### SET EXERCISE
Render the lines of the items below as a JSON list of strings, one string per line and no blank lines. Start at the line containing "For the evaluation, point out each instance of the outfield" and end at the last line of the items, including both.
## BEGIN EXCERPTED RECORDS
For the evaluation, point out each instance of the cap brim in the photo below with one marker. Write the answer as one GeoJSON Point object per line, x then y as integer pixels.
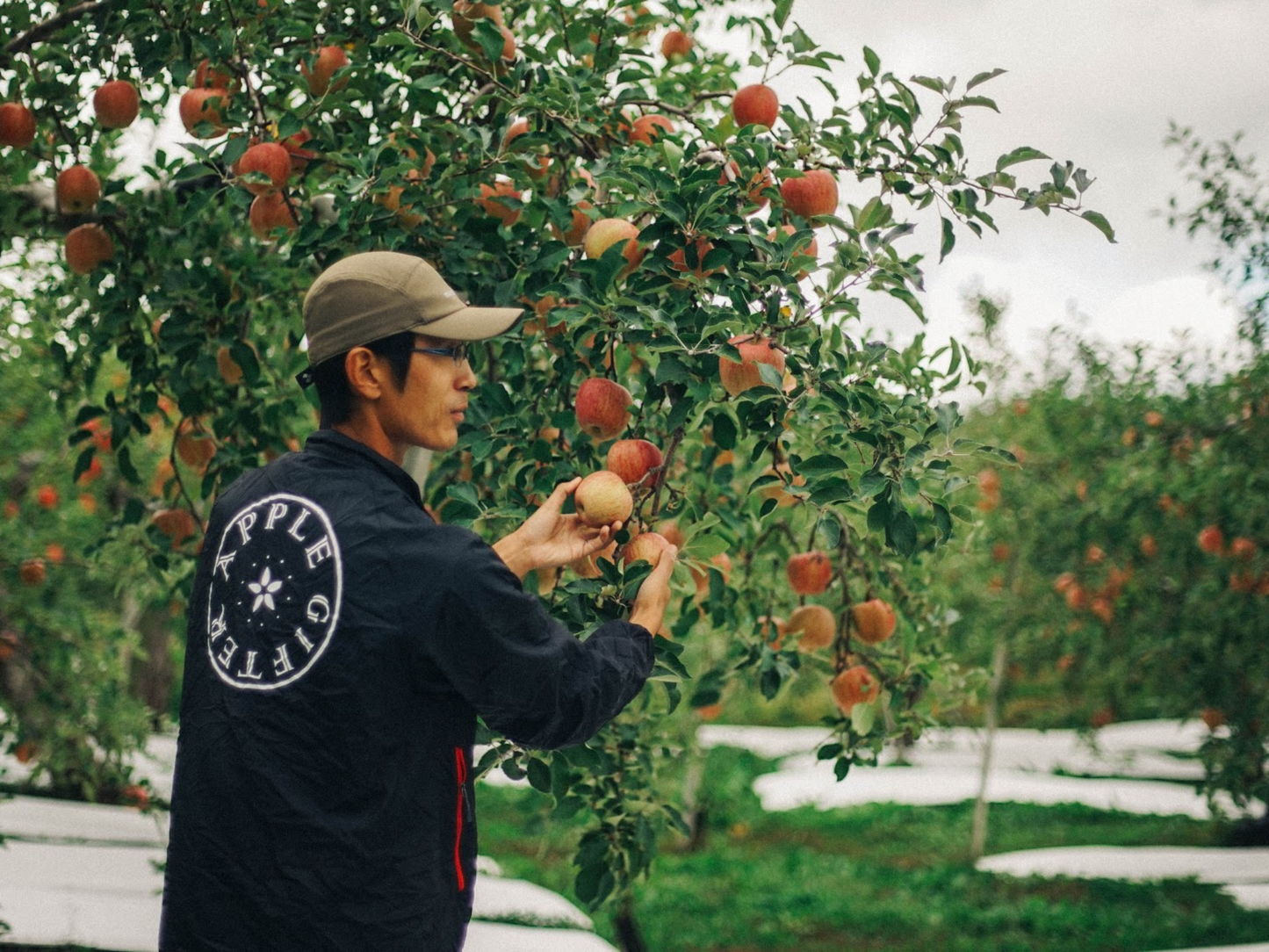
{"type": "Point", "coordinates": [472, 324]}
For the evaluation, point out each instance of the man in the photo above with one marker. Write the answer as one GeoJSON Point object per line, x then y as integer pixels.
{"type": "Point", "coordinates": [342, 644]}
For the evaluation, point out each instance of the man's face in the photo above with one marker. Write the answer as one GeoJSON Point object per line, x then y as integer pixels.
{"type": "Point", "coordinates": [427, 412]}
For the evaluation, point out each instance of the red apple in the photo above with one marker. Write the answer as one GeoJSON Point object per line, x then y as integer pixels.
{"type": "Point", "coordinates": [809, 573]}
{"type": "Point", "coordinates": [755, 105]}
{"type": "Point", "coordinates": [854, 686]}
{"type": "Point", "coordinates": [205, 105]}
{"type": "Point", "coordinates": [466, 13]}
{"type": "Point", "coordinates": [647, 128]}
{"type": "Point", "coordinates": [875, 621]}
{"type": "Point", "coordinates": [607, 233]}
{"type": "Point", "coordinates": [756, 183]}
{"type": "Point", "coordinates": [812, 194]}
{"type": "Point", "coordinates": [816, 624]}
{"type": "Point", "coordinates": [739, 377]}
{"type": "Point", "coordinates": [177, 524]}
{"type": "Point", "coordinates": [635, 458]}
{"type": "Point", "coordinates": [77, 190]}
{"type": "Point", "coordinates": [602, 407]}
{"type": "Point", "coordinates": [645, 547]}
{"type": "Point", "coordinates": [496, 210]}
{"type": "Point", "coordinates": [328, 60]}
{"type": "Point", "coordinates": [86, 247]}
{"type": "Point", "coordinates": [17, 126]}
{"type": "Point", "coordinates": [116, 105]}
{"type": "Point", "coordinates": [675, 43]}
{"type": "Point", "coordinates": [603, 499]}
{"type": "Point", "coordinates": [270, 159]}
{"type": "Point", "coordinates": [1211, 539]}
{"type": "Point", "coordinates": [268, 213]}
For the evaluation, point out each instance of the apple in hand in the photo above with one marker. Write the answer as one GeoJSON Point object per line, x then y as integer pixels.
{"type": "Point", "coordinates": [603, 499]}
{"type": "Point", "coordinates": [645, 547]}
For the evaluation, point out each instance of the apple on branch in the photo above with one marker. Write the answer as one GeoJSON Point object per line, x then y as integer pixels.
{"type": "Point", "coordinates": [854, 686]}
{"type": "Point", "coordinates": [205, 105]}
{"type": "Point", "coordinates": [809, 573]}
{"type": "Point", "coordinates": [602, 407]}
{"type": "Point", "coordinates": [17, 126]}
{"type": "Point", "coordinates": [754, 350]}
{"type": "Point", "coordinates": [270, 159]}
{"type": "Point", "coordinates": [77, 190]}
{"type": "Point", "coordinates": [607, 233]}
{"type": "Point", "coordinates": [875, 621]}
{"type": "Point", "coordinates": [635, 458]}
{"type": "Point", "coordinates": [327, 62]}
{"type": "Point", "coordinates": [811, 194]}
{"type": "Point", "coordinates": [755, 105]}
{"type": "Point", "coordinates": [816, 626]}
{"type": "Point", "coordinates": [116, 105]}
{"type": "Point", "coordinates": [86, 247]}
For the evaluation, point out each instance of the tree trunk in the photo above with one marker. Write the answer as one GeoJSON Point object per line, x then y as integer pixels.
{"type": "Point", "coordinates": [978, 835]}
{"type": "Point", "coordinates": [628, 934]}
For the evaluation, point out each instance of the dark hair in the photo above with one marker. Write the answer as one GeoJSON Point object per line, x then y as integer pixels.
{"type": "Point", "coordinates": [335, 395]}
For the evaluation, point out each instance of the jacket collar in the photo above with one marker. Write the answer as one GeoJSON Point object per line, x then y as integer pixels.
{"type": "Point", "coordinates": [350, 452]}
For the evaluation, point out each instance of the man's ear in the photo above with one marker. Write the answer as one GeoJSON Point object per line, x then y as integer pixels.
{"type": "Point", "coordinates": [365, 373]}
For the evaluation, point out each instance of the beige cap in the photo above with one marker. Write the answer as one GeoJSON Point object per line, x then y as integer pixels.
{"type": "Point", "coordinates": [373, 295]}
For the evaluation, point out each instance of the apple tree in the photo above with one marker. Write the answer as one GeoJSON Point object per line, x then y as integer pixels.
{"type": "Point", "coordinates": [672, 235]}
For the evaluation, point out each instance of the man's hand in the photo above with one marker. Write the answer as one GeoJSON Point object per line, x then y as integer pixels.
{"type": "Point", "coordinates": [653, 595]}
{"type": "Point", "coordinates": [548, 538]}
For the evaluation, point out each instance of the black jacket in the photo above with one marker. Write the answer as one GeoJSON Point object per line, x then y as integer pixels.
{"type": "Point", "coordinates": [340, 646]}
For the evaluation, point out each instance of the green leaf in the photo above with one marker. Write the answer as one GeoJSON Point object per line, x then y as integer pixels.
{"type": "Point", "coordinates": [863, 718]}
{"type": "Point", "coordinates": [903, 533]}
{"type": "Point", "coordinates": [724, 429]}
{"type": "Point", "coordinates": [823, 465]}
{"type": "Point", "coordinates": [539, 775]}
{"type": "Point", "coordinates": [1101, 225]}
{"type": "Point", "coordinates": [1023, 154]}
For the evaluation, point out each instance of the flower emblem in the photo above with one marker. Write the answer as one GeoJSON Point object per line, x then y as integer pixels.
{"type": "Point", "coordinates": [263, 590]}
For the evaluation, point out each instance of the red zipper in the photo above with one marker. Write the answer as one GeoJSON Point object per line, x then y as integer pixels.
{"type": "Point", "coordinates": [458, 835]}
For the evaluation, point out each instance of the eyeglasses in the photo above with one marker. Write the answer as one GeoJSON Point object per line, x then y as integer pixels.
{"type": "Point", "coordinates": [458, 352]}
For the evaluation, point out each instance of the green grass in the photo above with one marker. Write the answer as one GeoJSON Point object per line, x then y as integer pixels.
{"type": "Point", "coordinates": [878, 877]}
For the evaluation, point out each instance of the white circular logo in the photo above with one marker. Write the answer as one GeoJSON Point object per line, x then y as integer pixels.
{"type": "Point", "coordinates": [273, 602]}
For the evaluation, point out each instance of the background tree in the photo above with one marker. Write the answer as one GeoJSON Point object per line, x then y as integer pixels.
{"type": "Point", "coordinates": [595, 162]}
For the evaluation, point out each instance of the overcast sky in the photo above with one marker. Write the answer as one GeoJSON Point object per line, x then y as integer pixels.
{"type": "Point", "coordinates": [1094, 82]}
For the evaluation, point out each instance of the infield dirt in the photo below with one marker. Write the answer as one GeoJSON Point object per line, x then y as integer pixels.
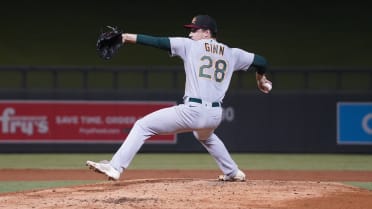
{"type": "Point", "coordinates": [192, 189]}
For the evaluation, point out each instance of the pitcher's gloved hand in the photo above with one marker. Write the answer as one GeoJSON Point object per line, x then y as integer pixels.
{"type": "Point", "coordinates": [109, 42]}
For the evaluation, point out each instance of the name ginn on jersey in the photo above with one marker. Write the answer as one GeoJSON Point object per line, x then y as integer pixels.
{"type": "Point", "coordinates": [214, 48]}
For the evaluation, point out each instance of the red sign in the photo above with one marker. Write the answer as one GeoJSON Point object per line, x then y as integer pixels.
{"type": "Point", "coordinates": [74, 121]}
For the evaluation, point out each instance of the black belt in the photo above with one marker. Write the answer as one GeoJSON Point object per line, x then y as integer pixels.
{"type": "Point", "coordinates": [197, 100]}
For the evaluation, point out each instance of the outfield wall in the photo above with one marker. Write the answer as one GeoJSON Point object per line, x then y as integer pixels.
{"type": "Point", "coordinates": [253, 122]}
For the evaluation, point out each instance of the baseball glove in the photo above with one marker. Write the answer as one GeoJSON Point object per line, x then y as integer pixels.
{"type": "Point", "coordinates": [109, 42]}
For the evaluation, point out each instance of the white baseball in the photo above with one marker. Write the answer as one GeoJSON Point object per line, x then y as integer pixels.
{"type": "Point", "coordinates": [268, 86]}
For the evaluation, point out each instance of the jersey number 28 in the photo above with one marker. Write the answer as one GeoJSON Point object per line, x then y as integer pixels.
{"type": "Point", "coordinates": [219, 69]}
## END EXCERPTED RECORDS
### EXERCISE OUTPUT
[
  "For the evaluation, point out each instance of the outfield wall in the photo above with one marker. Write the answer as one GeoJSON Point object per line, x then y as integer pixels.",
  "{\"type\": \"Point\", \"coordinates\": [253, 122]}",
  "For the evaluation, point out each instance of the baseball glove in the photo above with one marker. Write the answer as one GeoJSON Point object per line, x then y as integer pixels.",
  "{\"type\": \"Point\", \"coordinates\": [109, 42]}",
  "For the evaluation, point out each instance of the white baseball in the photo above with one marker. Write the answer as one GeoJSON Point object per line, x then y as integer pixels.",
  "{\"type\": \"Point\", \"coordinates\": [268, 86]}",
  "For the evaluation, point out each instance of the jersey number 28 in the photo above with one marker. Write the answer as one GeoJSON Point object per line, x then y as integer pixels.",
  "{\"type\": \"Point\", \"coordinates\": [219, 69]}"
]